### CHALLENGES:
1. According to the account of the Connecticut adoption hearing, since what year had the teen been living with the family that adopted him?
2. Carry on the account of the Connecticut adoption hearing, beginning after its final sentence.

### PASSAGE PROVIDED:
Commissioner Katz said, "Juvenile Court Judges are already very familiar with the case and know about the care the child has received by the proposed adoptive parents."

"Because following the termination of parental rights adjudication in the Superior Court for Juvenile Matters, we do not have to initiate adoption proceedings in a separate court system, we believe that this law will decrease the length of time between termination of parental rights and adoption and permit permanency for the child and the adoptive family in an expeditious fashion,” Commissioner Katz said.

Superior Court Judge Francis Foley III presided over the hearing Monday, and approved the teen’s adoption by the family with whom he had been living as a foster child since 2010. The hearing concluded with celebratory balloons and cake.

“This was a very important day for every foster child in Connecticut who wants a permanent home. This process allowing adoption in the Superior Court should reduce the time children spend in temporary foster care,” Judge Foley said.

### Dataset rows showing where objects appear:

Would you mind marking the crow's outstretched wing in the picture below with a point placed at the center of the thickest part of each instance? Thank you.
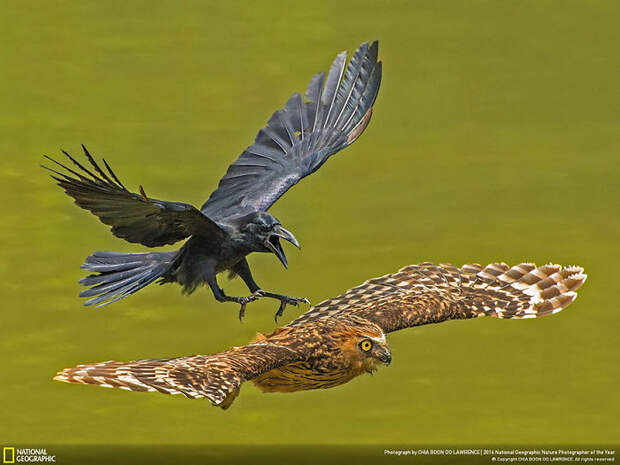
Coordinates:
(427, 293)
(299, 138)
(133, 217)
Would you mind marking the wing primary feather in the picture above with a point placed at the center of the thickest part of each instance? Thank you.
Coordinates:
(79, 175)
(333, 79)
(314, 94)
(112, 174)
(96, 166)
(79, 165)
(353, 72)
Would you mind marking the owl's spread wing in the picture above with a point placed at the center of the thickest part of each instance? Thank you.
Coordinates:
(133, 217)
(428, 293)
(216, 377)
(299, 138)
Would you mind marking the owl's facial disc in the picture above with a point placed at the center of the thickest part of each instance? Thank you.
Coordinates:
(376, 348)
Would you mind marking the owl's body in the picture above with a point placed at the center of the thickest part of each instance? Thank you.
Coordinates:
(344, 337)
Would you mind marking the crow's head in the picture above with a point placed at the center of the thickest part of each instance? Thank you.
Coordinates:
(266, 232)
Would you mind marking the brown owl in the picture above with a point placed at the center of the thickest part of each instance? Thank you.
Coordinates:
(344, 337)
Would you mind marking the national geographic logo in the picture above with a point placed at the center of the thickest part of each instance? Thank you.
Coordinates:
(13, 455)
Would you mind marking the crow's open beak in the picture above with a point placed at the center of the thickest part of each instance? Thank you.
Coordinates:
(273, 242)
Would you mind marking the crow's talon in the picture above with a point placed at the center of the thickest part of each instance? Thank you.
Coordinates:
(242, 311)
(246, 300)
(280, 311)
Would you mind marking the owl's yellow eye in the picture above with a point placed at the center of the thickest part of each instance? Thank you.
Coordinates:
(366, 345)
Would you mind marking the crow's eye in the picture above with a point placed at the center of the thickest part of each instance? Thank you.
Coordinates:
(366, 345)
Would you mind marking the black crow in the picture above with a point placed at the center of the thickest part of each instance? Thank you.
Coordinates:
(234, 221)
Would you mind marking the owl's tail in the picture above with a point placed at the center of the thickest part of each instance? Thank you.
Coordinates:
(121, 274)
(521, 291)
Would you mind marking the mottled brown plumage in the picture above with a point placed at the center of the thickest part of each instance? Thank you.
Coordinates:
(342, 338)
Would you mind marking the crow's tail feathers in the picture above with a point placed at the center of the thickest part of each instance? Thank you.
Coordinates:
(119, 275)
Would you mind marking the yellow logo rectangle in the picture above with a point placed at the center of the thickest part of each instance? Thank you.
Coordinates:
(8, 455)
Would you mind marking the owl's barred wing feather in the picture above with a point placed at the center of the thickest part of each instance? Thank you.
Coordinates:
(299, 138)
(216, 377)
(428, 293)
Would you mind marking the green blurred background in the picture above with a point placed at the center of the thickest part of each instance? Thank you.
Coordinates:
(495, 137)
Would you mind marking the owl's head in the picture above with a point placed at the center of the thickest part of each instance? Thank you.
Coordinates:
(366, 348)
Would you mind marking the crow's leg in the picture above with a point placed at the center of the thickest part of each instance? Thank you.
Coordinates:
(243, 269)
(220, 296)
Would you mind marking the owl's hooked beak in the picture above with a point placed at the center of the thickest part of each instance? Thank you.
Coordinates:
(384, 355)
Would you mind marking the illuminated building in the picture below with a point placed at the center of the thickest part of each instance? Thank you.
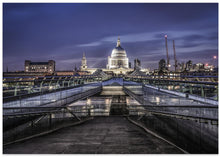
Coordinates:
(118, 58)
(47, 67)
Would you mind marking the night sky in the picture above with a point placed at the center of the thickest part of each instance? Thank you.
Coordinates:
(62, 32)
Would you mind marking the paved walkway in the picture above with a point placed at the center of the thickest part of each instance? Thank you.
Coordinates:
(102, 135)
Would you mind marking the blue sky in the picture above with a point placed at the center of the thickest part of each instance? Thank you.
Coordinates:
(63, 31)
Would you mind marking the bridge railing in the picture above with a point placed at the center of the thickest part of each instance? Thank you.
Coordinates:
(199, 113)
(203, 86)
(24, 122)
(15, 87)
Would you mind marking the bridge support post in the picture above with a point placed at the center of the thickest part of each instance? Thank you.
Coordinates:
(202, 91)
(190, 89)
(50, 120)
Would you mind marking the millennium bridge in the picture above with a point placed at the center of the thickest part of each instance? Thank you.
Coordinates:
(110, 115)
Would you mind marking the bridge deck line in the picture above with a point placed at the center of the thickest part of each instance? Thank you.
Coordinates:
(114, 134)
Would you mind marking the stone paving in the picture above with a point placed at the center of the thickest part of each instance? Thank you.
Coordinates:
(102, 135)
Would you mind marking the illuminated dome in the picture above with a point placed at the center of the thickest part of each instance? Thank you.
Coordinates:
(118, 58)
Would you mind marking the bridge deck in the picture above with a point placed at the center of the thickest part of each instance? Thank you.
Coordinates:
(108, 135)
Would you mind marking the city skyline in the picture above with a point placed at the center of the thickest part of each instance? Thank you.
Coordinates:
(62, 32)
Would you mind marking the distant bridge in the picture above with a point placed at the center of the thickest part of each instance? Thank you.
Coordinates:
(169, 119)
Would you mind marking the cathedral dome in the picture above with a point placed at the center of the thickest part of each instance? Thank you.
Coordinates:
(118, 58)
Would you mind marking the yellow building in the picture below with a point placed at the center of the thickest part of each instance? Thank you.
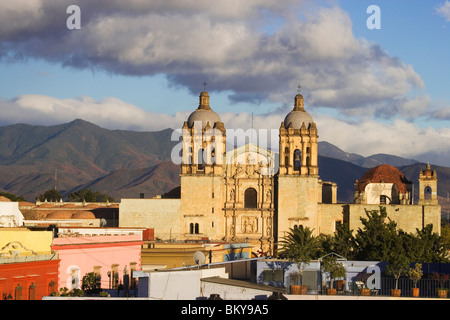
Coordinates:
(250, 194)
(166, 255)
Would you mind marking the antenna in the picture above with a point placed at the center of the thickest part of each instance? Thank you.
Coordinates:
(199, 258)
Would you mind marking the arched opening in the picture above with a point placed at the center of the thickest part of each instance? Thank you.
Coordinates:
(200, 159)
(196, 228)
(18, 292)
(213, 156)
(250, 198)
(384, 199)
(286, 156)
(32, 291)
(427, 193)
(297, 159)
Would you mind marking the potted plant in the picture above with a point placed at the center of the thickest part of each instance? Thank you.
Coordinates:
(397, 265)
(299, 246)
(336, 270)
(415, 274)
(362, 278)
(442, 278)
(296, 287)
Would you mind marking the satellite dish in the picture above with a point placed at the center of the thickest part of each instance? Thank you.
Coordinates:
(199, 257)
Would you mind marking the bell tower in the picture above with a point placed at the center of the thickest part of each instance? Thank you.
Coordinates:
(202, 170)
(428, 186)
(298, 142)
(299, 189)
(204, 140)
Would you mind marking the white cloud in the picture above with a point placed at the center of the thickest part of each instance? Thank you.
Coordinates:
(366, 137)
(222, 43)
(444, 10)
(111, 113)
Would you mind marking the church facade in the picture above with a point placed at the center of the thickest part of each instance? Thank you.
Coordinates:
(251, 194)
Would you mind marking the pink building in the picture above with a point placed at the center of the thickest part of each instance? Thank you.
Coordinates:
(109, 256)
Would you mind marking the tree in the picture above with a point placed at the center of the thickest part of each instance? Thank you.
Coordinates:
(398, 262)
(433, 247)
(300, 246)
(89, 196)
(415, 274)
(12, 196)
(90, 283)
(342, 242)
(335, 268)
(51, 195)
(376, 239)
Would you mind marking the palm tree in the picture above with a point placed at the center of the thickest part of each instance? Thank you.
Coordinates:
(300, 246)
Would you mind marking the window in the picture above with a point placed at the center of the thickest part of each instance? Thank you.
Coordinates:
(286, 156)
(18, 292)
(273, 275)
(427, 193)
(51, 287)
(32, 292)
(200, 160)
(337, 223)
(297, 159)
(250, 198)
(194, 228)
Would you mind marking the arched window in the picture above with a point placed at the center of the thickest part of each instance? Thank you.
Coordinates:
(286, 156)
(196, 229)
(18, 292)
(250, 198)
(32, 291)
(427, 193)
(297, 159)
(200, 160)
(51, 287)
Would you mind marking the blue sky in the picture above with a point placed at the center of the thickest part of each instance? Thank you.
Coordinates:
(140, 65)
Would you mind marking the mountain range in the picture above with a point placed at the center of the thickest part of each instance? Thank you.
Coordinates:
(126, 164)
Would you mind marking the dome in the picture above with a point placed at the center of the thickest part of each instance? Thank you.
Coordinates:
(205, 116)
(297, 118)
(203, 113)
(298, 115)
(60, 215)
(384, 174)
(69, 205)
(83, 215)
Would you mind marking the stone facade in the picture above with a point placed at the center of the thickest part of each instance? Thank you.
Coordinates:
(243, 195)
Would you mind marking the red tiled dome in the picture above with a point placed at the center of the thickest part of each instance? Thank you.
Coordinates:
(60, 215)
(384, 174)
(69, 205)
(83, 215)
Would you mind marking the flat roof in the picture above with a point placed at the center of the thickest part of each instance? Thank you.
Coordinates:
(243, 284)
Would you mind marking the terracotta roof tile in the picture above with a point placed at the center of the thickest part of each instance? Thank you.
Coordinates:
(386, 174)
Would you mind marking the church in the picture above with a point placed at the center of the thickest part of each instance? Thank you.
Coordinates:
(252, 194)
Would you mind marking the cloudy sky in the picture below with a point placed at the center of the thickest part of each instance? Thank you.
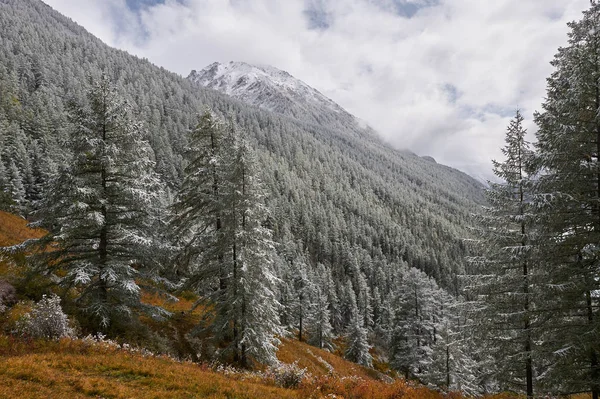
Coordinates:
(439, 77)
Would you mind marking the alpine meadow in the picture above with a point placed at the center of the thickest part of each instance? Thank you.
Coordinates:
(236, 233)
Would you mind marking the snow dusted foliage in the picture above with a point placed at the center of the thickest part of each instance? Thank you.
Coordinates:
(320, 330)
(357, 339)
(228, 253)
(568, 197)
(254, 309)
(100, 213)
(46, 320)
(414, 324)
(507, 282)
(198, 209)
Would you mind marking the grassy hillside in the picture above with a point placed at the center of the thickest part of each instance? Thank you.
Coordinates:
(14, 230)
(88, 368)
(84, 369)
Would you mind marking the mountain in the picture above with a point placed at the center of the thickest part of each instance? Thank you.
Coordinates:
(338, 190)
(273, 90)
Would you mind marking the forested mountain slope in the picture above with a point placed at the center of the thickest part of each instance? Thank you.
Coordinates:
(345, 195)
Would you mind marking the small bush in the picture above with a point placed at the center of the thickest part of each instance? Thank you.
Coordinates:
(8, 295)
(45, 320)
(287, 375)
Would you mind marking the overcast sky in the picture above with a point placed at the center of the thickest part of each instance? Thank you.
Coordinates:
(438, 77)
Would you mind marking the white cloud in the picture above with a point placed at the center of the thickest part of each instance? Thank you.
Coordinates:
(441, 83)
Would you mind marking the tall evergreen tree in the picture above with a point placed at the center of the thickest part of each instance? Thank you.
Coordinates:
(100, 212)
(251, 298)
(506, 281)
(568, 197)
(228, 253)
(357, 336)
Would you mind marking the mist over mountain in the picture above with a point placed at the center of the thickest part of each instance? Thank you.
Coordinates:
(350, 216)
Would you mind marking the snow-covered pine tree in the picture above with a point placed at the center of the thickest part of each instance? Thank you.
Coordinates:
(568, 196)
(357, 336)
(413, 329)
(251, 305)
(99, 212)
(5, 197)
(16, 189)
(305, 290)
(198, 208)
(505, 280)
(319, 325)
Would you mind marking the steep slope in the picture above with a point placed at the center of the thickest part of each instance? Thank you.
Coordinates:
(85, 369)
(273, 90)
(351, 202)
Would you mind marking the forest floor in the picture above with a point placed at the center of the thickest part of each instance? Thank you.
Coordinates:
(97, 368)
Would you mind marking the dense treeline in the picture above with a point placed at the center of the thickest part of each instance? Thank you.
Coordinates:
(536, 297)
(353, 237)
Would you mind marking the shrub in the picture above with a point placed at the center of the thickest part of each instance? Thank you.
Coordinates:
(287, 375)
(8, 295)
(46, 320)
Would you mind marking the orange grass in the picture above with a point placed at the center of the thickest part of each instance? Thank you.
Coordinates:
(14, 230)
(307, 357)
(71, 369)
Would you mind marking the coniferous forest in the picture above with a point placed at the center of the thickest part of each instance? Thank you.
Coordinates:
(296, 225)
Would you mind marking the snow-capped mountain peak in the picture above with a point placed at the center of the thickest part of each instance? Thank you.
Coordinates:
(272, 89)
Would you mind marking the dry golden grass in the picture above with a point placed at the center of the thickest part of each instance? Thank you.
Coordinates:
(14, 230)
(71, 369)
(308, 356)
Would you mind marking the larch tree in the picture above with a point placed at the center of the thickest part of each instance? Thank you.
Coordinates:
(100, 213)
(198, 209)
(506, 280)
(227, 253)
(568, 197)
(252, 307)
(357, 336)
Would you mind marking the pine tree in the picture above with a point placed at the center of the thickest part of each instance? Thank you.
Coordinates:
(228, 253)
(413, 329)
(506, 279)
(568, 196)
(198, 209)
(99, 213)
(357, 338)
(16, 189)
(320, 329)
(253, 309)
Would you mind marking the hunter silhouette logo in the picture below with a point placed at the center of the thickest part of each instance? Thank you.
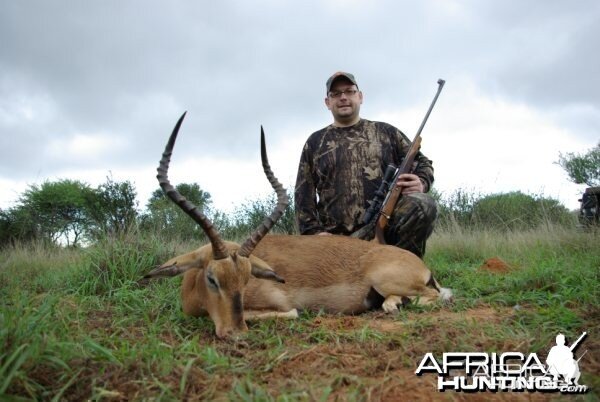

### RESULTS OF THE EXERCISE:
1. Since 2010.

2.
“This is a win-win situation. It is a win for children who are eager to be adopted and a win for the Department of Children and Families and Commissioner Katz, who have worked so hard to move children to permanent homes. Adoption in the Superior Court also will increase Connecticut’s compliance with the federal Adoption and Safe Families Act,” Judge Foley said.

The statutory change had been advocated by the Commissioner Katz and the Department of Children & Families, the Office of the Attorney General’s Child Protection department, headed by Assistant Attorneys General Susan Pearlman and Benjamin Zivyon and by the Connecticut Judicial Branch.

Three more adoptions are scheduled this week in the Superior Court for Juvenile Matters in New Haven, Waterbury and Hartford. November is National Adoption Month.